SELECTED TEXT ▸
The 2021-22 ACT Budget bears no resemblance to the one that Chief Minister and Treasurer Andrew Barr would have handed down in August, with the COVID-19 lockdown and pandemic response blowing out its bottom line to nearly $1 billion in the red.
The unprecedented budget position also shows net debt rising over the forward estimates to $9.5 billion in 2024-25, nearly double the 2021-22 figure, but Mr Barr believes this is affordable given record low interest rates, the strong institutional framework of the Federation and the ACT’s AAA credit rating.
The forecast deficit for 2021-22 is $951 million, $476.7 million higher than predicted in the 2020-21 Budget, and while that is expected to come back to $471 million by 2024-25, Mr Barr admits the path back to a balanced budget will be a tough one that requires things to go the ACT’s way.
In the ACT’s favour is the booming housing market that has buoyed revenue so that despite the hit to taxes and charges, revenue is forecast to be $425.3 million higher in 2021-22 than forecast in the 2020-21 Budget, and $772.6 million higher over the three years to 2023-24.

PROVIDED DATA ▸
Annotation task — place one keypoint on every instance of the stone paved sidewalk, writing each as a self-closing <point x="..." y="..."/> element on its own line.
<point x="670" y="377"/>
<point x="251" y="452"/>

WORK TASK 1 ▸
In the article on the 2021-22 ACT Budget, what reasons does Mr Barr give for believing the rising net debt is affordable? List them all.
WORK TASK 2 ▸
Carry on the article on the 2021-22 ACT Budget from the point where it stops.

WRITTEN REPLY 1 ▸
- Record low interest rates
- The strong institutional framework of the Federation
- The ACT's AAA credit rating

WRITTEN REPLY 2 ▸
There is also more GST revenue forecast than in 2020-21, $67 million higher in 2021-22 and $231 million higher over the four years 2020-21 to 2023-24 for a total of $5.8 billion.
Mr Barr is also expecting a strong consumer-led recovery as the ACT leaves lockdown and close to 100 per cent vaccination triggers the easing of restrictions and unleashes pent up demand.
Also driving the economic recovery will be a $5 billion infrastructure pipeline that has already been announced, along with a host of other initiatives and COVID-support programs.
Mr Barr said the government had no choice but to deliver a budget that focused on the public health response, turbo-charging the economy and protecting the vulnerable.
“You wouldn’t do it by choice, but we do have a choice how strong the recovery is, and whether that includes everyone or not, or includes a public health response or not,” Mr Barr said.
He called the budget a full-throttled attempt to revive a pandemic-hit economy.
But he indicated that there was not a bottomless pit of money, warning that some projects will now be on the backburner and that the budget will need to be brought under control.
“The task clearly for the Territory is to grow its economy to bring in more revenue and carefully manage future expenditure,” Mr Barr said.
Stakeholder wishlists will need to be adjusted with projects such as a convention centre and city stadium pushed back to the second half of the decade.
“There will not be major new projects beyond what is outlined in this budget until the second half of the 2020s,” Mr Barr said.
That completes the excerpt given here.